**STATED TASK**
Please reproduce the listing below line for line, keeping every character unchanged.

>> start DATA SUPPLIED

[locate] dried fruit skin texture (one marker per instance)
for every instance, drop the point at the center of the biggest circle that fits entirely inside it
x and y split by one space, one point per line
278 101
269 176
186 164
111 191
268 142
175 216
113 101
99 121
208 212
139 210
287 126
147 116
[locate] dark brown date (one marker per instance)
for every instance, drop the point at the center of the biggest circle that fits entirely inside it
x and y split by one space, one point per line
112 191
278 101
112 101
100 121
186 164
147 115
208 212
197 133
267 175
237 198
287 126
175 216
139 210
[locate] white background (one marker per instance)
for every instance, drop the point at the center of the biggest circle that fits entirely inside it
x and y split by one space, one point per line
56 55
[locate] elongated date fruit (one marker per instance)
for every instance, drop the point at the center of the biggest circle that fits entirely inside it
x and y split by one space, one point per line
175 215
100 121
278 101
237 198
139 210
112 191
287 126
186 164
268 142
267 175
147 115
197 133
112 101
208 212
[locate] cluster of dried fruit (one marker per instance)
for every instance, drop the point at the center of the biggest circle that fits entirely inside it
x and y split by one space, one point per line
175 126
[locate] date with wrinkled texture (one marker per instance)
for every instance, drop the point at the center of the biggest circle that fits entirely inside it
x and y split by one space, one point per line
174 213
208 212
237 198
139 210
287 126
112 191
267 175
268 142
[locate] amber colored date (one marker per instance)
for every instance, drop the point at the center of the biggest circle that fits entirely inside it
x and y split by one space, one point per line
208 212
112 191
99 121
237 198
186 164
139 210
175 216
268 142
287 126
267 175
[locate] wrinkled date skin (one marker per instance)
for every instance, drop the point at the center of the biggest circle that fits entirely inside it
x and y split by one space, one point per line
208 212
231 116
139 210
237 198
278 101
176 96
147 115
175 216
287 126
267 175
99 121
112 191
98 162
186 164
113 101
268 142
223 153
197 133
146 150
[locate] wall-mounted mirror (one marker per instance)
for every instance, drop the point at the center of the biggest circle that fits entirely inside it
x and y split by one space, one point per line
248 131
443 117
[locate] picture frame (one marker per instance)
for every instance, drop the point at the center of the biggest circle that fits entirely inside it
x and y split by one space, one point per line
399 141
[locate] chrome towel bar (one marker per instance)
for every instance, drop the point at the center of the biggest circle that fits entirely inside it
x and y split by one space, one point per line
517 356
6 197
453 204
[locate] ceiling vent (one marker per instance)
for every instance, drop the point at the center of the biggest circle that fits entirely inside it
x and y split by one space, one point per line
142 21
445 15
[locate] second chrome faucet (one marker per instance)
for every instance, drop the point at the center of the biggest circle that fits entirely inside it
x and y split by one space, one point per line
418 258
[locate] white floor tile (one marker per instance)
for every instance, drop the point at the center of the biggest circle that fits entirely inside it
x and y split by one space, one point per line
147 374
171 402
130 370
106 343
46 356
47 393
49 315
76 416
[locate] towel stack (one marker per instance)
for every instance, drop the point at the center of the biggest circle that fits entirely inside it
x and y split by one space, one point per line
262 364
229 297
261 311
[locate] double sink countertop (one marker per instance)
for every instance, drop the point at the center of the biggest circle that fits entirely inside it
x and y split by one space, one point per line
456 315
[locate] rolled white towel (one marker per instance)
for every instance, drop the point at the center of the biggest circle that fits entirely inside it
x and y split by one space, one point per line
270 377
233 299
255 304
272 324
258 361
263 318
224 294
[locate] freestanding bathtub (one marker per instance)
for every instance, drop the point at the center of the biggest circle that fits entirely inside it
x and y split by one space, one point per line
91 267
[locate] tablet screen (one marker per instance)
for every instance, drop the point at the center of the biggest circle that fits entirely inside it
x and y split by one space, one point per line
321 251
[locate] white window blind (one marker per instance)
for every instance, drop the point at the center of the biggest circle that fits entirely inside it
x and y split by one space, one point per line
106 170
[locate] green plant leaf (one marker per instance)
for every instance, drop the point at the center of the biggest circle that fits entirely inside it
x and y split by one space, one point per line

>> end DATA SUPPLIED

**WRITTEN SOLUTION**
[locate] dried fruit skin texture (one marker per instance)
for every instance, drop the point at the center of the biggest circle that fits entirely inside it
x and y split by one space, one point per line
278 101
269 176
186 164
111 191
268 142
175 216
113 101
99 121
208 212
139 210
287 126
147 116
[locate] dark brown date (one marker per instance)
for every instance, drop the point at the center of the biggest circle that fits entirely inside it
x and y split by one space, one point per line
112 191
278 101
112 101
100 121
186 164
147 115
208 212
197 133
267 175
237 198
287 126
175 216
139 210
[locate] white background (one marker per instance)
for every instance, drop the point at the center of the biggest circle that fits entirely inside it
x and y split by one space, one point per line
56 55
[locate] elongated date fruit (one marker per instance)
for every instance, drop the point at the center of the biggest circle that fits entirely inside it
x and y split by one space, one point per line
175 215
100 121
278 101
237 198
139 210
112 191
287 126
186 164
268 142
267 175
147 115
197 133
112 101
208 212
[locate] cluster of dried fruit (one marker per instance)
for every instance, drop the point at the center of the biggest circle that fits entirely inside it
x and y split by one space, one point per line
175 126
[locate] date with wrinkled texture (one marker per instance)
for every instance, drop the point at the center of the biggest circle that fits entirely inside it
x and y split by one space, one point per line
174 213
208 212
237 198
139 210
287 126
112 191
267 175
268 142
[locate] amber colored date (one marker per instance)
for every instance, drop the point at the center of the biggest circle that fits entirely inside it
x and y split by one space, one point per line
208 212
112 191
99 121
237 198
186 164
139 210
175 216
268 142
287 126
267 175
[locate] wrinkled date skin (one marker per instance)
for every instance, drop the point at the center of the biggest circle that fits entirely inside it
x and y split by one space, one point per line
208 212
231 116
139 210
237 198
278 101
176 96
147 115
175 216
287 126
267 175
99 121
112 191
98 162
186 164
113 101
268 142
223 153
197 133
146 150
[locate] wall-mounted mirror (one marker per instance)
for every instance, drop the point at the center of the biggest circle that fits entirely inside it
x and y split by one space, one point per line
248 131
443 117
[locate] picture frame (one marker per instance)
for every instance, drop the point at the center of the biggest circle that fits entirely inside it
x and y split by one space, one point per line
399 141
[locate] chrome towel bar (one marker per instance)
for every instance, drop the point at the center of the biggest circle that fits entirely inside it
x and y split by one space, one point per line
517 356
6 197
453 204
[locate] ceiling vent (one marker per instance)
for every instance, drop the point at the center of the biggest circle that fits entirely inside it
x and y split by one space, one point per line
142 21
445 15
[locate] second chrome faucet (one marker per instance)
for every instance, drop the point at the center of the biggest circle that fits entirely inside it
x and y split by one space, one point per line
418 258
[locate] white floor tile (one marker per instance)
for every instance, drop the point at the center of the biggest circle that fits entirely inside it
x and y split by one space, one point per line
147 374
171 402
130 370
106 343
46 356
47 393
49 315
76 416
[locate] towel stack (one marker per instance)
for every instance, drop the point at the center of the biggest circle that fits entirely inside it
x and y split by one space, one point per line
262 364
229 297
261 311
[locate] double sink countertop (one marker per instance)
for every instance, drop the point at the center of the biggest circle that fits entirely inside it
x and y split by one space, one point per line
456 315
[locate] rolled white towel (one marker per instance)
for every instance, drop the point at the center of the biggest circle that fits entirely inside it
x and y split by one space, one point per line
270 377
233 299
255 304
272 324
258 361
263 318
224 294
[locate] freestanding bathtub (one marker per instance)
for every instance, drop the point at the center of the biggest circle that fits entirely inside it
x and y split by one space, one point per line
91 267
[locate] tablet screen (one marker per instance)
for every instance, drop the point at the center of the biggest circle that fits entirely inside it
x and y split by one space, one point per line
321 251
[locate] white window blind (one marker per instance)
for every instance, drop the point at the center of the biggest circle that fits entirely inside it
x and y split by one space, one point per line
106 170
[locate] green plant leaf (one marker per instance)
for every instance, drop the point at the center of the biggest circle that fits entirely inside it
x and y split by one space, one point per line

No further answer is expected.